(What to produce):
Please convert the rows from the line holding "Query: woven star ornament" through the last row, inclusive, into a JSON list of strings with one string per line and any blank lines omitted.

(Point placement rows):
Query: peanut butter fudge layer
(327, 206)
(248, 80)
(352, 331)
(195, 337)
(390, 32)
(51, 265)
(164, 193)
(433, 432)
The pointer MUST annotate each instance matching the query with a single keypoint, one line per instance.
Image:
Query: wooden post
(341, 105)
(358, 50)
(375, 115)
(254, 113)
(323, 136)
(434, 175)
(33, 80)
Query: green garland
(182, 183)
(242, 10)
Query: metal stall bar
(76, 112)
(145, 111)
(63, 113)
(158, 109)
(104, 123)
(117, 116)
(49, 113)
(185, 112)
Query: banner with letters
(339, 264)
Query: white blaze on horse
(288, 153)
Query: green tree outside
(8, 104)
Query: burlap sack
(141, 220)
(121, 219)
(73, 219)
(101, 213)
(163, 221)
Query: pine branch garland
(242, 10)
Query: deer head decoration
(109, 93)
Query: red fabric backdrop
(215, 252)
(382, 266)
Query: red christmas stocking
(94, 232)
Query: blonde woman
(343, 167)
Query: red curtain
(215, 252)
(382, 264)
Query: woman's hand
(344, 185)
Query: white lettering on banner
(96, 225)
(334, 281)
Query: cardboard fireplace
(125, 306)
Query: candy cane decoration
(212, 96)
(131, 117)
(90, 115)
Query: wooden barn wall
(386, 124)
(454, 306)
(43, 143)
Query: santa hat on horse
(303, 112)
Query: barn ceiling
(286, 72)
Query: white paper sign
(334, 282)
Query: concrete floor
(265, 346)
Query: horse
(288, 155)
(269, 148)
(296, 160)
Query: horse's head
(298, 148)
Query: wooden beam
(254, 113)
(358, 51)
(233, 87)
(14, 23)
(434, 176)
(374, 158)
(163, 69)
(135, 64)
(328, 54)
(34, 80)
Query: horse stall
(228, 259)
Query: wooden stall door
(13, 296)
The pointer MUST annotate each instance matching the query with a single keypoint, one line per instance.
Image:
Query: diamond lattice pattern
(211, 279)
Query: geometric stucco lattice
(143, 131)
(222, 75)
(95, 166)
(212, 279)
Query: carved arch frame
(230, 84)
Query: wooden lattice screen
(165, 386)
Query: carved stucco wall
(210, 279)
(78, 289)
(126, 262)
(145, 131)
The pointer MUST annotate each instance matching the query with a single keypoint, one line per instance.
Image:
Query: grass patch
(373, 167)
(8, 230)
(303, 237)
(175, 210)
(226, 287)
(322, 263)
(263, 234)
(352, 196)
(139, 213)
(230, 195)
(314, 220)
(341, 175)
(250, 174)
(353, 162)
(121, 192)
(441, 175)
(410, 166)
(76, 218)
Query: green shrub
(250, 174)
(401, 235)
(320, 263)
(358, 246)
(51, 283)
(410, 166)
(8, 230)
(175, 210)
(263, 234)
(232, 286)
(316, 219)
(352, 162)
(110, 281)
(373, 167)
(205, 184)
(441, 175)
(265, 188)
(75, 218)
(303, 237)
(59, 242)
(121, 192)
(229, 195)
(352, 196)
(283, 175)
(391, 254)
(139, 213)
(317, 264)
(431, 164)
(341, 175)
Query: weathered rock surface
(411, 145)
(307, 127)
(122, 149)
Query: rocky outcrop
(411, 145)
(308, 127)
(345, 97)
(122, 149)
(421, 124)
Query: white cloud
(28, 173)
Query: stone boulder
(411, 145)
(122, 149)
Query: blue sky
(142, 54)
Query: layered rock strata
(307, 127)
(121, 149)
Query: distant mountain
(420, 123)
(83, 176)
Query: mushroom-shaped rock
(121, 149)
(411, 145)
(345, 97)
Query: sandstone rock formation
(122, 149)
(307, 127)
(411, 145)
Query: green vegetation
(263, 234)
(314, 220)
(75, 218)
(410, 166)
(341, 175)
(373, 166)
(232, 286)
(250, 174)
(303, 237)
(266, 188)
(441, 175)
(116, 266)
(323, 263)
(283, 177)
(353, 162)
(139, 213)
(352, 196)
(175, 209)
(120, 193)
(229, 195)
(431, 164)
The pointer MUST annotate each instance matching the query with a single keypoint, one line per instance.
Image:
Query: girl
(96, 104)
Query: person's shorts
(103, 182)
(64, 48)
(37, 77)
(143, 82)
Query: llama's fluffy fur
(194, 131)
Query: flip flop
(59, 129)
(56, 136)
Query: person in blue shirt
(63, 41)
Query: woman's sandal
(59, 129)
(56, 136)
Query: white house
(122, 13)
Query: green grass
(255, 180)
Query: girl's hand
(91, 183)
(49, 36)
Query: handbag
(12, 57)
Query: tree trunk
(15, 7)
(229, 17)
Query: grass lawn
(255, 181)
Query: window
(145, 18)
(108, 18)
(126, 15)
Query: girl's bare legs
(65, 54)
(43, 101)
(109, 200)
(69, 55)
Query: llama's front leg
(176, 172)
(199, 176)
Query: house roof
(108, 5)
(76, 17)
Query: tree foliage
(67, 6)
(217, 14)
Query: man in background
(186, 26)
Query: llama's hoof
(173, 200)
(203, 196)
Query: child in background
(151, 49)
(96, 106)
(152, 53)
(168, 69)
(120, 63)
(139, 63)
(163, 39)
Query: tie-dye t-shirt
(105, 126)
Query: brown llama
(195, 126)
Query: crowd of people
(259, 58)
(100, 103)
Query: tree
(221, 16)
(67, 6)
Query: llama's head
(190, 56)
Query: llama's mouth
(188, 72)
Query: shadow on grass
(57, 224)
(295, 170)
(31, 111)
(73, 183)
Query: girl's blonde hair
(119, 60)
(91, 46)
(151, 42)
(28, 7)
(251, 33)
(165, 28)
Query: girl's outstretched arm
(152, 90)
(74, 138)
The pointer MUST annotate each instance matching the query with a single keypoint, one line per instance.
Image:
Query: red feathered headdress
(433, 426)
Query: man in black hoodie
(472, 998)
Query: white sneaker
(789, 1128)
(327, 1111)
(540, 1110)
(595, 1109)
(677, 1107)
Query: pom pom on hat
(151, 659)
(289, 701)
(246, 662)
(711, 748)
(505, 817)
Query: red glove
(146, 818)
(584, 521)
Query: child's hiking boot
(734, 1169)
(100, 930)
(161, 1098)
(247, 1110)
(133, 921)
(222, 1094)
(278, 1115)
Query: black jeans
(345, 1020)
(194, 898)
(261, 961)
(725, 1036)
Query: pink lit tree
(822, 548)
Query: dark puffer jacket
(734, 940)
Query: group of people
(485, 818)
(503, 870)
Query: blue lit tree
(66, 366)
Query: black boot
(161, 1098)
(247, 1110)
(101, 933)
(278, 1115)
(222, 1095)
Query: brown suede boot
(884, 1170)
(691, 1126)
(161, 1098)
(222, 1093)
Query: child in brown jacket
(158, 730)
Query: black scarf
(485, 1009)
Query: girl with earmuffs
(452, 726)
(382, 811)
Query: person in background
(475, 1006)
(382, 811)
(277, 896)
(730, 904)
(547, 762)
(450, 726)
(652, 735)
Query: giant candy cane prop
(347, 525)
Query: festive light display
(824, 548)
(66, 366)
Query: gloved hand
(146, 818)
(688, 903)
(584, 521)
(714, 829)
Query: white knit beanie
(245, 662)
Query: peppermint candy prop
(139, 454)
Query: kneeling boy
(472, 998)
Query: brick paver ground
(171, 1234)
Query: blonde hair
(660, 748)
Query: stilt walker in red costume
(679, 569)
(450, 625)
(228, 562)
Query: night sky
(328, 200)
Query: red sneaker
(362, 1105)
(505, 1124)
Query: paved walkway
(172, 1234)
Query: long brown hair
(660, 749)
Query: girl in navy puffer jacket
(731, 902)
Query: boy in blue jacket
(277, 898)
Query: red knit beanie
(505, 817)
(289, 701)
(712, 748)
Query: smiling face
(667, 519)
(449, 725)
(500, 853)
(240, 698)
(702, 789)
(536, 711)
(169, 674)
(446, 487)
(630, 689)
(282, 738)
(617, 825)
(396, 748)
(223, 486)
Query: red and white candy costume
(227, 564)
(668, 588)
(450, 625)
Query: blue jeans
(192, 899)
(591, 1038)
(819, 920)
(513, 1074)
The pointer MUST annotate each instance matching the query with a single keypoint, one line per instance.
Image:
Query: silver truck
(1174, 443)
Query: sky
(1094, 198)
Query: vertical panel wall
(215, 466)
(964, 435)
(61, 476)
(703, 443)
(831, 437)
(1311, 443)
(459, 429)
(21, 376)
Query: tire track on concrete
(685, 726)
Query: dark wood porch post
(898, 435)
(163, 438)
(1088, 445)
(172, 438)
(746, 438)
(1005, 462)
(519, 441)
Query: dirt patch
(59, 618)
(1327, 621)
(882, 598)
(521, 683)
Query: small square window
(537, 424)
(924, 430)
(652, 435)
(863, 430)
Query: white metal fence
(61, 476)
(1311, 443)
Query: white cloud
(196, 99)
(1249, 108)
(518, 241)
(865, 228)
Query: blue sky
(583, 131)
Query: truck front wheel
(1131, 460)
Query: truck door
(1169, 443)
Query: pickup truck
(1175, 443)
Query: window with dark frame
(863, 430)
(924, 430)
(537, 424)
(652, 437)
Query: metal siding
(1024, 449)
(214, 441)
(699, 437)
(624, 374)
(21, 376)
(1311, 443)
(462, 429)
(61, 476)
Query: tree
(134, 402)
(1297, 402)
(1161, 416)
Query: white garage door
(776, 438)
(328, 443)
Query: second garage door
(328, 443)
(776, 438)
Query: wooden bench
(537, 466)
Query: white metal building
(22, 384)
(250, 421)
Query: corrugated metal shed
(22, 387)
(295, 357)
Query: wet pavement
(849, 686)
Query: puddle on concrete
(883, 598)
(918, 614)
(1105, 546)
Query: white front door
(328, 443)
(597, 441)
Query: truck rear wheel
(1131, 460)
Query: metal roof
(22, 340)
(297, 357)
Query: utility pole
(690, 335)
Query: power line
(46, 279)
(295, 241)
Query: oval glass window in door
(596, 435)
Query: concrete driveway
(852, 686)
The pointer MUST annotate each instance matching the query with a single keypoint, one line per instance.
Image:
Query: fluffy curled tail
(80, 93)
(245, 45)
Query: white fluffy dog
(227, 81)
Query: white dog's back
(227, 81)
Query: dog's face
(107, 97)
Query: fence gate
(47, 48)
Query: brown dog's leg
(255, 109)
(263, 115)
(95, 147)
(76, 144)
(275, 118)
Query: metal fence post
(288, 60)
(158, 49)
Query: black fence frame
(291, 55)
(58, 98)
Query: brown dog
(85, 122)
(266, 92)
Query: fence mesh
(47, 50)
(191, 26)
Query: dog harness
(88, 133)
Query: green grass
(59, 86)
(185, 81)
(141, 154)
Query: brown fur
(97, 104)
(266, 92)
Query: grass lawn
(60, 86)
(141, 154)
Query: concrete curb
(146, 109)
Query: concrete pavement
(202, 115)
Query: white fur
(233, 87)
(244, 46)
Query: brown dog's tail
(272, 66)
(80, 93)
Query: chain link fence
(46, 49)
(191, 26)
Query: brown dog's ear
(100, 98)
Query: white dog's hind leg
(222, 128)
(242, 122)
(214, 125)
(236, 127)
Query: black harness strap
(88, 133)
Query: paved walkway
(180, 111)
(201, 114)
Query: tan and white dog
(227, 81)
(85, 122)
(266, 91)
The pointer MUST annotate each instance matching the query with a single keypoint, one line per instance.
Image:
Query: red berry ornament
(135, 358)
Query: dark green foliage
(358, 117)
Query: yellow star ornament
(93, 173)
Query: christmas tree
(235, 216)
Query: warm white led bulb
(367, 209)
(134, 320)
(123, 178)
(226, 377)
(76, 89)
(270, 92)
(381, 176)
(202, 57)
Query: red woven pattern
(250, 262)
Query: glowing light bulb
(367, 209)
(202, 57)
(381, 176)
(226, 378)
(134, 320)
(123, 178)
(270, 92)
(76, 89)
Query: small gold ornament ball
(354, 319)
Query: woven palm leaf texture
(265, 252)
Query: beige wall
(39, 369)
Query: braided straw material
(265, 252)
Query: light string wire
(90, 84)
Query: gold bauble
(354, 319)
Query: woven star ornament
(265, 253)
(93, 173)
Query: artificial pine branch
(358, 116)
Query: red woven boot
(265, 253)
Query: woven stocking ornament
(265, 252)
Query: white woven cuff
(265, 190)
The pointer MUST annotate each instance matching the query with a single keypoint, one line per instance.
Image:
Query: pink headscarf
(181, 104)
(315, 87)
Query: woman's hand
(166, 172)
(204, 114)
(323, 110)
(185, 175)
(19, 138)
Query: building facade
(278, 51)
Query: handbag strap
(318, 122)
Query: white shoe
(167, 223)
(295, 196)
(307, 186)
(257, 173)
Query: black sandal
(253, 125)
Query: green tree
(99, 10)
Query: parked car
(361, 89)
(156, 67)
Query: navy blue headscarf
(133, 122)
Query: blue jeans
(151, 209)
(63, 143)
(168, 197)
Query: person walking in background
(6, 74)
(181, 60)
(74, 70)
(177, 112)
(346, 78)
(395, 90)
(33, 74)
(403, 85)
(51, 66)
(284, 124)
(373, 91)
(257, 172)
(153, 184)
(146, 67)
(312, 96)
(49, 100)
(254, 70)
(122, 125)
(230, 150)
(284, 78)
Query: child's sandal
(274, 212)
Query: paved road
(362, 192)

(Solution below):
[
  "Query: woven star ornament",
  "(265, 253)",
  "(93, 173)",
  "Query: artificial pine branch",
  "(358, 116)",
  "Query: red woven boot",
  "(265, 253)",
  "Query: woven stocking ornament",
  "(265, 252)",
  "Query: white woven cuff",
  "(265, 190)",
  "The pointer MUST annotate each instance matching the query with a single keypoint, one line per instance.",
  "Image:",
  "Query: pink headscarf",
  "(181, 104)",
  "(315, 87)",
  "Query: woman's hand",
  "(166, 172)",
  "(204, 114)",
  "(323, 110)",
  "(185, 175)",
  "(19, 138)",
  "Query: building facade",
  "(278, 51)",
  "Query: handbag strap",
  "(318, 122)",
  "Query: white shoe",
  "(167, 223)",
  "(295, 196)",
  "(307, 186)",
  "(257, 173)",
  "Query: black sandal",
  "(253, 125)",
  "Query: green tree",
  "(99, 10)",
  "Query: parked car",
  "(361, 89)",
  "(156, 67)",
  "Query: navy blue headscarf",
  "(133, 122)",
  "Query: blue jeans",
  "(151, 209)",
  "(63, 143)",
  "(168, 197)",
  "Query: person walking in background",
  "(6, 74)",
  "(181, 60)",
  "(74, 70)",
  "(177, 112)",
  "(346, 78)",
  "(395, 90)",
  "(33, 74)",
  "(403, 85)",
  "(51, 66)",
  "(284, 124)",
  "(373, 91)",
  "(257, 172)",
  "(153, 184)",
  "(146, 67)",
  "(312, 96)",
  "(49, 100)",
  "(254, 70)",
  "(122, 125)",
  "(230, 150)",
  "(284, 78)",
  "Query: child's sandal",
  "(274, 212)",
  "Query: paved road",
  "(362, 192)"
]